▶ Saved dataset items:
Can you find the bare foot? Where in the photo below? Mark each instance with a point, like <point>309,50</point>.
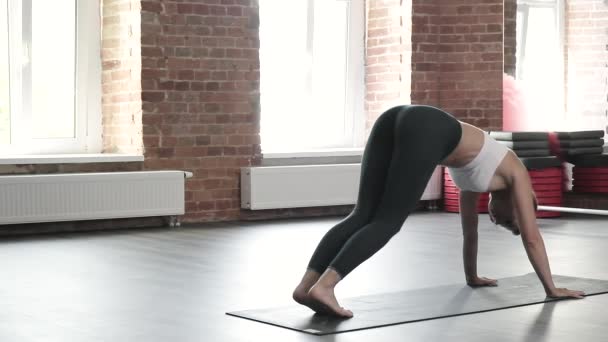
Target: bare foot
<point>300,294</point>
<point>322,300</point>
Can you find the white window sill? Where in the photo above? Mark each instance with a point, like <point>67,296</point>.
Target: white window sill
<point>343,152</point>
<point>70,158</point>
<point>333,156</point>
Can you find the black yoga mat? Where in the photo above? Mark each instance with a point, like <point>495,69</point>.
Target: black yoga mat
<point>525,145</point>
<point>519,136</point>
<point>581,134</point>
<point>581,142</point>
<point>387,309</point>
<point>590,160</point>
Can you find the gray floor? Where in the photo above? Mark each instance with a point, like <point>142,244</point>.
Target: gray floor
<point>175,285</point>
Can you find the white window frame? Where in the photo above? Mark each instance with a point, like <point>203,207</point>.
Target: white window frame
<point>87,88</point>
<point>354,109</point>
<point>523,6</point>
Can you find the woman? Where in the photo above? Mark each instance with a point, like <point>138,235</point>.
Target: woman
<point>404,147</point>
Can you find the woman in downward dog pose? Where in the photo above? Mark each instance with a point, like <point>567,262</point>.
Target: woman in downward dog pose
<point>405,146</point>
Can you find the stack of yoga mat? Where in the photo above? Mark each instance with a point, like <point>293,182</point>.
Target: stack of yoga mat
<point>545,174</point>
<point>525,144</point>
<point>590,173</point>
<point>580,143</point>
<point>534,150</point>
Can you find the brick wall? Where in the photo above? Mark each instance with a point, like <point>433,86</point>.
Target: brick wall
<point>426,50</point>
<point>510,36</point>
<point>388,56</point>
<point>456,57</point>
<point>471,61</point>
<point>121,76</point>
<point>200,91</point>
<point>587,54</point>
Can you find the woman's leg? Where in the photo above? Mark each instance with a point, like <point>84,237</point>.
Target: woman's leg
<point>374,167</point>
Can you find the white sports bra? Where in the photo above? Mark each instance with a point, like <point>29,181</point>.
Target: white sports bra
<point>477,174</point>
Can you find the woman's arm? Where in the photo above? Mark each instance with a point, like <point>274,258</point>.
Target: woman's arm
<point>469,221</point>
<point>523,204</point>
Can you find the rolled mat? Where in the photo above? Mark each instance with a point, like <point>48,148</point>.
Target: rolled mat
<point>589,183</point>
<point>590,170</point>
<point>581,142</point>
<point>547,172</point>
<point>590,189</point>
<point>525,145</point>
<point>534,163</point>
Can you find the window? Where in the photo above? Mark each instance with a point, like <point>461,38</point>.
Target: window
<point>311,65</point>
<point>48,73</point>
<point>540,61</point>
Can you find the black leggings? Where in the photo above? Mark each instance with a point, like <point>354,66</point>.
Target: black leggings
<point>404,147</point>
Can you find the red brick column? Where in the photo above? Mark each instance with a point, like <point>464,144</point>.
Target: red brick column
<point>200,91</point>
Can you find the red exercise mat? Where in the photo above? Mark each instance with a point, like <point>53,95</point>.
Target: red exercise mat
<point>450,195</point>
<point>591,189</point>
<point>547,187</point>
<point>543,194</point>
<point>456,209</point>
<point>548,214</point>
<point>590,170</point>
<point>590,176</point>
<point>587,183</point>
<point>549,172</point>
<point>456,203</point>
<point>548,180</point>
<point>550,201</point>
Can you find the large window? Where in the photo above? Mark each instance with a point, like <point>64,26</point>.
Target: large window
<point>540,61</point>
<point>311,55</point>
<point>49,66</point>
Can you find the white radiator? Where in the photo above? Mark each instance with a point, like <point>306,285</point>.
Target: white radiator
<point>89,196</point>
<point>273,187</point>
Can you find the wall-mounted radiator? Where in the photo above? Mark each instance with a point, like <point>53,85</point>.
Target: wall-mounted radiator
<point>273,187</point>
<point>89,196</point>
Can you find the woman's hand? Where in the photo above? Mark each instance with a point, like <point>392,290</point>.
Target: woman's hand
<point>481,281</point>
<point>565,293</point>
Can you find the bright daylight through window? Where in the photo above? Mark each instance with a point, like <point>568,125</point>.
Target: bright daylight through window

▶ Work to be completed:
Rewrite the part of the data that opens with the line containing "Can you find the black yoga" and closes with the line containing "<point>387,309</point>". Change "black yoga mat" to "dark exercise mat" wherever it occurs there and leave everything else unchanged.

▶ Task output:
Can you find the dark exercise mat? Where in the photo above? Mark each instance with a point, like <point>495,69</point>.
Target: dark exercise mat
<point>525,145</point>
<point>519,136</point>
<point>581,134</point>
<point>581,142</point>
<point>387,309</point>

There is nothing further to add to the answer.